- Opening Delimiter -

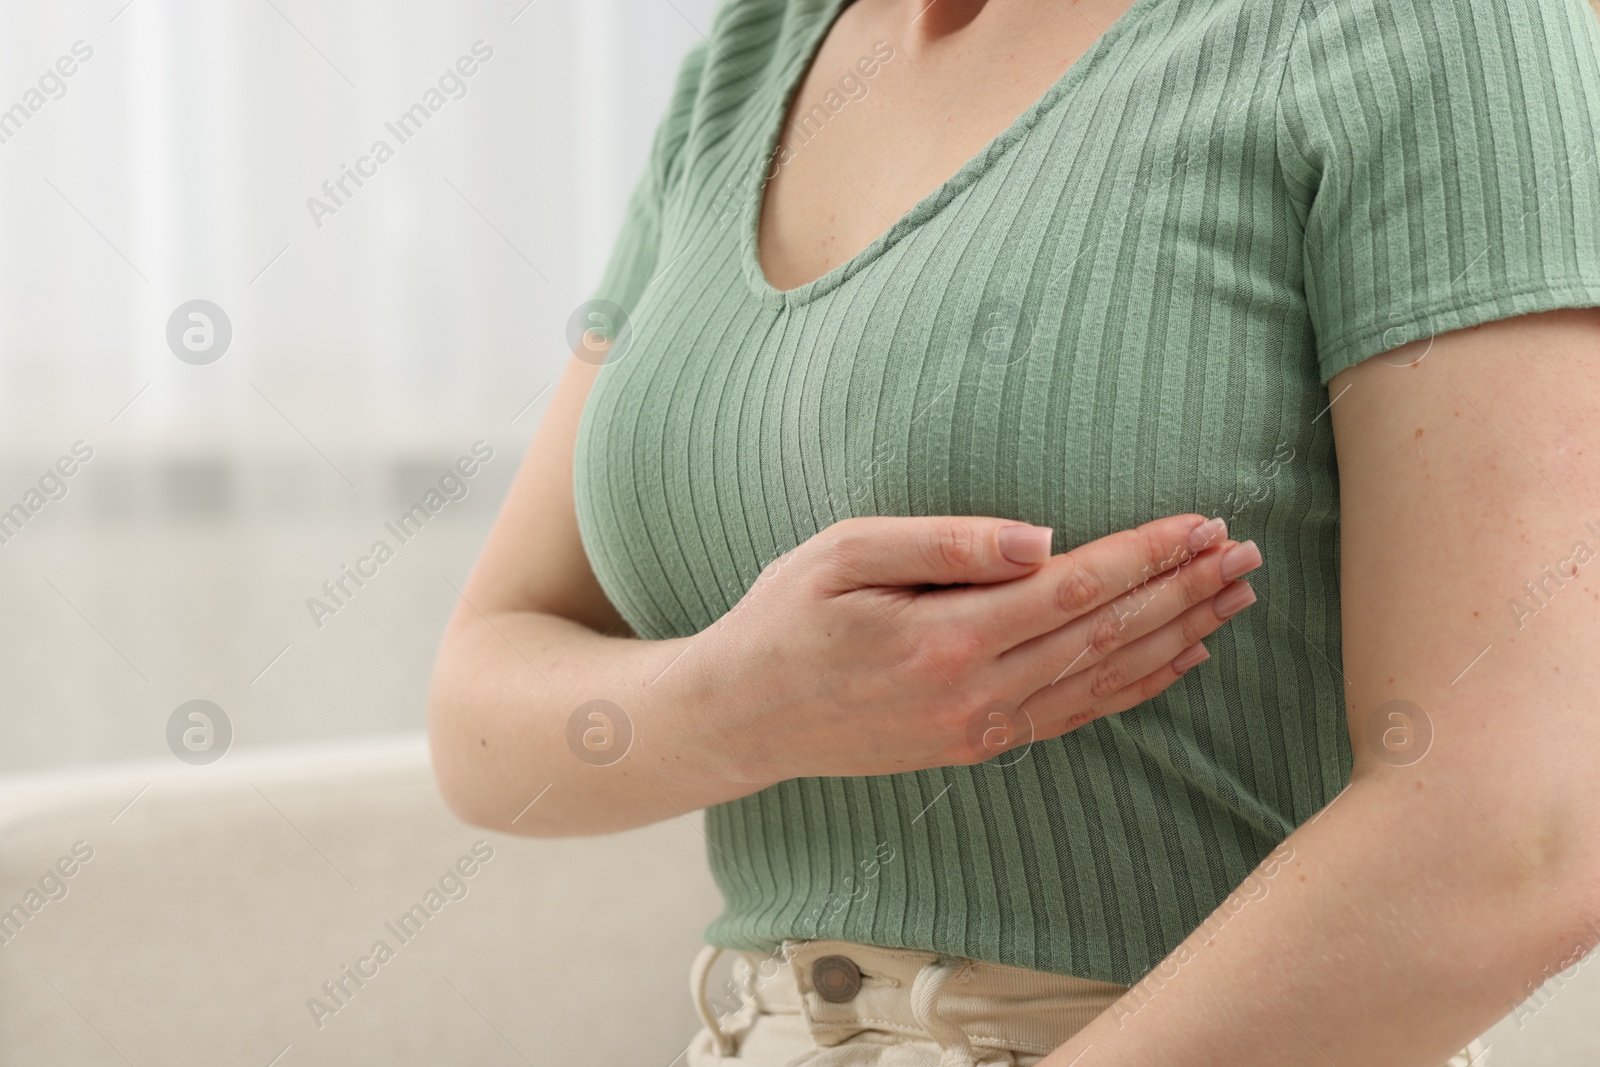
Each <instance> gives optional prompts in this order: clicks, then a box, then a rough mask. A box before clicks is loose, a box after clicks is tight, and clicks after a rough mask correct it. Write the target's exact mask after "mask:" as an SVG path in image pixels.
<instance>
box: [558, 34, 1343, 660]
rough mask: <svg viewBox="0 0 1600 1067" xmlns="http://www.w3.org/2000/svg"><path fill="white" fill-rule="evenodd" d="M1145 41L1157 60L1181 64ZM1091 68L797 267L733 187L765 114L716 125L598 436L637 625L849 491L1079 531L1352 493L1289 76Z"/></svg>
mask: <svg viewBox="0 0 1600 1067" xmlns="http://www.w3.org/2000/svg"><path fill="white" fill-rule="evenodd" d="M1262 46H1264V45H1262ZM1147 51H1154V53H1158V51H1160V50H1154V48H1152V50H1147ZM1168 51H1170V53H1176V51H1181V50H1179V46H1178V45H1170V46H1168ZM1146 62H1147V64H1152V66H1150V70H1152V72H1154V75H1152V77H1154V80H1155V85H1160V83H1162V82H1163V80H1168V78H1171V77H1173V70H1184V66H1186V62H1184V61H1181V59H1178V58H1174V56H1173V54H1168V56H1166V59H1165V61H1158V56H1152V54H1146ZM1083 88H1085V94H1083V96H1077V98H1074V101H1090V99H1093V101H1096V102H1098V104H1099V106H1098V107H1093V109H1088V107H1085V109H1070V107H1056V109H1045V110H1042V112H1040V114H1038V115H1035V122H1034V123H1032V125H1030V126H1029V128H1027V130H1026V134H1024V136H1019V138H1016V139H1014V141H1011V142H1010V144H1005V146H1000V150H997V152H995V154H994V155H992V157H989V158H978V160H974V162H973V163H970V165H968V166H966V168H963V171H962V176H958V178H960V181H952V182H947V184H946V186H944V187H942V189H941V194H939V195H938V197H934V198H933V200H930V202H925V203H922V205H918V208H917V210H914V211H912V214H909V216H907V218H906V219H901V221H899V222H896V224H894V226H893V227H890V230H888V234H885V237H882V238H878V240H877V242H875V243H874V245H872V246H870V248H867V250H866V251H864V253H861V254H856V256H853V258H851V259H848V261H846V262H845V264H843V266H840V267H838V269H835V270H832V272H829V274H827V275H824V277H822V278H818V280H814V282H811V283H808V285H803V286H800V288H798V290H795V291H794V293H778V291H776V290H773V288H771V286H770V285H768V283H766V280H765V277H763V275H762V274H760V269H758V264H757V258H755V248H754V214H752V211H750V205H746V210H744V213H742V214H741V213H739V211H736V210H730V205H728V200H726V197H728V194H726V181H728V176H730V174H739V173H742V170H744V168H746V166H747V163H749V160H757V158H760V154H762V144H760V133H758V131H755V130H758V123H757V125H755V130H752V131H750V133H747V134H746V138H744V141H742V142H741V139H739V138H738V136H728V138H723V139H722V141H720V142H718V149H717V150H715V152H712V150H702V152H701V154H693V152H691V155H690V163H688V171H686V173H685V179H683V186H682V189H680V192H678V194H677V197H675V198H674V202H672V203H670V205H669V210H667V226H666V229H664V234H666V238H664V246H662V251H661V258H662V259H664V261H672V259H674V258H675V256H683V259H682V261H678V262H680V266H678V267H677V269H672V270H666V272H662V275H661V277H659V278H658V280H656V282H654V283H653V285H651V286H650V288H648V290H646V291H645V294H643V298H642V299H640V302H638V306H637V309H635V312H634V328H632V331H634V333H632V341H630V347H629V352H627V355H626V358H622V360H619V362H614V363H613V365H608V366H606V370H605V373H603V374H602V376H600V378H598V381H597V384H595V387H594V392H592V395H590V402H589V406H587V410H586V414H584V422H582V427H581V432H579V446H578V454H576V478H578V485H576V488H578V512H579V523H581V530H582V533H584V539H586V545H587V547H589V550H590V560H592V563H594V566H595V573H597V576H598V577H600V581H602V585H603V587H605V589H606V592H608V593H610V595H611V597H613V600H614V601H616V605H618V608H619V609H621V611H622V614H624V616H626V617H629V621H630V622H632V624H634V625H635V630H637V632H640V633H642V635H658V637H664V635H672V633H686V632H694V630H698V629H701V627H704V625H707V624H709V622H710V621H714V619H715V617H717V616H720V614H722V613H723V611H726V609H728V608H730V606H731V605H733V603H736V601H738V598H739V597H741V595H742V592H744V590H746V589H747V587H749V584H750V582H754V579H755V576H757V574H758V573H760V569H762V566H763V565H765V563H768V561H770V560H771V558H774V557H776V555H779V553H782V552H784V550H787V549H790V547H794V545H795V544H800V542H802V541H805V539H806V537H810V536H813V534H814V533H818V531H819V530H822V528H824V526H827V525H829V523H832V522H835V520H838V518H843V517H848V515H862V514H882V515H925V514H981V515H1005V517H1011V518H1019V520H1026V522H1034V523H1040V525H1050V526H1054V530H1056V549H1058V550H1064V549H1067V547H1072V545H1075V544H1080V542H1083V541H1090V539H1093V537H1099V536H1104V534H1107V533H1114V531H1115V530H1123V528H1128V526H1133V525H1138V523H1142V522H1147V520H1150V518H1154V517H1158V515H1163V514H1176V512H1189V510H1195V512H1203V514H1221V515H1224V517H1227V518H1230V526H1232V528H1234V530H1235V536H1240V537H1248V536H1254V533H1256V531H1258V530H1262V531H1266V530H1267V528H1270V526H1274V525H1278V526H1282V525H1285V523H1291V525H1293V522H1299V520H1306V518H1307V517H1312V518H1314V520H1317V522H1331V520H1333V515H1334V510H1336V488H1334V482H1333V451H1331V434H1330V430H1328V421H1326V419H1318V413H1320V410H1322V408H1323V405H1325V403H1326V392H1325V390H1323V389H1322V387H1320V384H1318V381H1317V371H1315V358H1314V338H1312V334H1310V330H1309V325H1307V320H1306V309H1304V299H1302V296H1301V288H1299V274H1298V269H1299V254H1301V253H1299V246H1298V235H1296V227H1294V226H1293V208H1291V206H1290V203H1288V200H1286V198H1285V195H1283V192H1282V184H1280V182H1278V179H1277V176H1275V168H1274V160H1272V144H1270V141H1272V130H1270V122H1266V123H1262V122H1261V117H1259V109H1261V107H1266V109H1267V110H1270V101H1250V99H1243V101H1240V102H1238V107H1235V109H1232V110H1219V106H1221V102H1222V101H1221V99H1210V101H1200V102H1195V101H1187V104H1186V106H1184V107H1178V109H1173V107H1160V106H1157V101H1154V99H1152V98H1150V86H1149V85H1147V83H1144V82H1141V78H1139V77H1133V75H1126V72H1125V77H1123V78H1120V80H1114V78H1107V80H1106V82H1104V83H1099V82H1094V80H1086V82H1085V86H1083ZM1229 88H1230V86H1229V85H1227V83H1224V85H1219V86H1213V88H1211V90H1206V91H1208V93H1213V94H1214V96H1219V94H1221V93H1226V91H1229ZM1234 91H1237V86H1234ZM1205 109H1208V110H1210V115H1208V117H1206V120H1205V122H1200V115H1202V114H1205ZM1253 109H1256V110H1253ZM1186 117H1187V118H1186ZM741 219H742V224H739V221H741Z"/></svg>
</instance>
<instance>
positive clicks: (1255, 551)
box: [1222, 541, 1261, 606]
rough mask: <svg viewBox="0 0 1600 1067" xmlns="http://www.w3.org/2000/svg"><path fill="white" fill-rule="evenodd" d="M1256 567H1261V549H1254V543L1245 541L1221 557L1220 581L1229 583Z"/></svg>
mask: <svg viewBox="0 0 1600 1067" xmlns="http://www.w3.org/2000/svg"><path fill="white" fill-rule="evenodd" d="M1258 566H1261V549H1258V547H1256V542H1254V541H1245V542H1243V544H1237V545H1234V547H1232V549H1229V550H1227V555H1224V557H1222V581H1224V582H1230V581H1234V579H1235V577H1238V576H1240V574H1248V573H1250V571H1253V569H1256V568H1258ZM1240 606H1243V605H1240Z"/></svg>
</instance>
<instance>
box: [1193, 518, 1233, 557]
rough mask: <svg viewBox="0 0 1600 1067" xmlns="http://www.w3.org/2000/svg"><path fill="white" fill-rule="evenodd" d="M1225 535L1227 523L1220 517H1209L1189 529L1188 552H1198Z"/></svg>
mask: <svg viewBox="0 0 1600 1067" xmlns="http://www.w3.org/2000/svg"><path fill="white" fill-rule="evenodd" d="M1224 536H1227V523H1226V522H1222V520H1221V518H1210V520H1206V522H1203V523H1200V525H1198V526H1195V528H1194V530H1190V531H1189V552H1190V555H1194V553H1198V552H1200V550H1202V549H1206V547H1208V545H1213V544H1216V542H1218V541H1221V539H1222V537H1224Z"/></svg>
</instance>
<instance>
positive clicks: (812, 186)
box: [760, 0, 1131, 290]
mask: <svg viewBox="0 0 1600 1067" xmlns="http://www.w3.org/2000/svg"><path fill="white" fill-rule="evenodd" d="M1130 6H1131V0H1080V2H1078V3H1037V2H1034V0H987V3H986V2H984V0H936V2H934V3H933V5H928V0H914V2H910V3H907V2H906V0H858V2H856V3H853V5H850V6H848V8H845V11H843V13H842V14H840V16H838V19H837V21H835V22H834V27H832V29H830V30H829V34H827V38H826V40H824V42H822V46H821V48H819V50H818V54H816V59H814V62H813V64H811V67H810V69H808V72H806V77H805V82H803V83H802V88H800V91H798V93H797V94H795V99H794V104H792V107H790V112H789V122H787V123H786V128H784V131H782V134H781V138H779V147H781V149H787V154H784V152H779V157H778V158H779V160H787V162H782V163H781V165H779V166H778V168H776V173H774V174H773V176H771V179H770V181H768V182H766V198H765V203H763V205H762V226H760V253H762V270H763V272H765V274H766V280H768V282H770V283H771V285H773V286H774V288H779V290H789V288H795V286H798V285H803V283H806V282H811V280H813V278H818V277H821V275H824V274H827V272H829V270H832V269H834V267H837V266H840V264H842V262H845V261H846V259H850V258H851V256H854V254H856V253H859V251H861V250H862V248H866V246H867V245H870V243H872V242H874V240H875V238H877V237H878V235H880V234H882V232H883V230H886V229H888V227H890V224H891V222H893V221H894V219H898V218H899V216H902V214H906V213H907V211H909V210H910V208H912V206H915V205H917V202H918V200H922V198H923V197H926V195H928V194H931V192H933V190H934V189H938V187H939V184H942V182H944V181H946V179H947V178H950V176H952V174H954V173H955V171H958V170H960V168H962V165H963V163H966V160H970V158H971V157H973V155H976V154H978V152H981V150H982V149H984V146H987V144H989V142H990V141H992V139H994V138H995V136H997V134H998V133H1000V131H1002V130H1005V128H1006V126H1010V125H1011V123H1013V122H1014V120H1016V118H1018V115H1021V114H1022V112H1026V110H1027V109H1029V107H1030V106H1032V104H1034V101H1037V99H1038V98H1040V96H1043V94H1045V91H1046V90H1048V88H1050V86H1051V85H1053V83H1054V82H1056V80H1058V78H1061V75H1062V74H1066V70H1067V67H1070V66H1072V64H1074V62H1075V61H1077V59H1078V58H1080V56H1082V54H1083V53H1086V51H1088V50H1090V46H1091V45H1093V43H1094V42H1096V40H1099V37H1101V32H1102V30H1104V29H1106V27H1107V26H1110V24H1112V22H1115V21H1117V19H1118V18H1120V16H1122V14H1123V13H1125V11H1126V10H1128V8H1130ZM878 42H886V43H888V45H890V46H891V48H893V50H894V51H893V59H890V61H888V62H883V64H880V66H878V69H877V74H875V75H874V77H872V78H870V80H866V85H867V93H866V96H862V98H861V99H858V101H853V102H850V104H848V106H845V107H842V109H840V110H838V112H837V114H835V115H832V117H830V118H829V120H827V122H826V125H821V126H816V125H810V123H805V122H802V117H803V115H805V114H806V112H810V110H811V109H813V107H814V106H818V104H819V102H821V101H822V99H824V96H826V94H827V91H829V90H832V88H835V85H837V83H838V80H840V77H842V75H845V74H850V72H851V70H856V62H858V61H859V59H861V58H862V56H872V54H874V46H875V45H878Z"/></svg>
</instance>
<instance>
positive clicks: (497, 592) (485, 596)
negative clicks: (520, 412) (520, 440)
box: [453, 357, 630, 635]
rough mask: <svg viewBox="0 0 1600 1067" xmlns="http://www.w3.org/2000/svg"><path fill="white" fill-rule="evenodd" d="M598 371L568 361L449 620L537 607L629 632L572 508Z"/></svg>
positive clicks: (518, 468)
mask: <svg viewBox="0 0 1600 1067" xmlns="http://www.w3.org/2000/svg"><path fill="white" fill-rule="evenodd" d="M602 370H603V368H602V366H598V365H595V363H589V362H586V360H579V358H576V357H574V358H571V360H568V363H566V370H565V371H563V373H562V378H560V379H558V381H557V384H555V392H554V395H552V397H550V405H549V408H547V410H546V414H544V421H542V422H541V424H539V429H538V432H534V435H533V442H531V443H530V445H528V451H526V454H525V456H523V461H522V466H520V467H518V469H517V477H515V480H514V482H512V486H510V491H509V493H507V494H506V501H504V504H502V506H501V512H499V517H498V518H496V520H494V528H493V530H491V531H490V537H488V542H486V544H485V545H483V553H482V555H480V557H478V561H477V566H474V568H472V577H470V579H469V581H467V587H466V600H467V601H470V603H466V605H458V606H456V616H454V619H453V625H454V624H456V622H459V621H464V619H469V617H475V616H477V611H483V613H485V614H490V613H496V611H539V613H546V614H555V616H562V617H565V619H571V621H573V622H581V624H584V625H587V627H590V629H594V630H598V632H602V633H618V635H629V633H630V630H629V625H627V622H624V621H622V617H621V616H619V614H618V611H616V608H614V606H613V605H611V601H610V600H608V598H606V595H605V592H603V590H602V589H600V582H598V581H597V579H595V576H594V569H592V568H590V566H589V557H587V555H586V553H584V545H582V539H581V537H579V534H578V515H576V510H574V506H573V445H574V442H576V437H578V419H579V416H581V414H582V410H584V402H586V400H587V398H589V389H590V386H594V381H595V378H597V376H598V374H600V373H602Z"/></svg>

- Closing Delimiter -

Update the lines between the one holding "371L568 361L449 620L537" and the one holding "positive clicks: (518, 468)", inclusive, by swapping "rough mask" for "coarse mask" and keeping everything else the same.

coarse mask: <svg viewBox="0 0 1600 1067" xmlns="http://www.w3.org/2000/svg"><path fill="white" fill-rule="evenodd" d="M598 371L568 361L449 620L537 607L629 632L572 508Z"/></svg>
positive clicks: (518, 468)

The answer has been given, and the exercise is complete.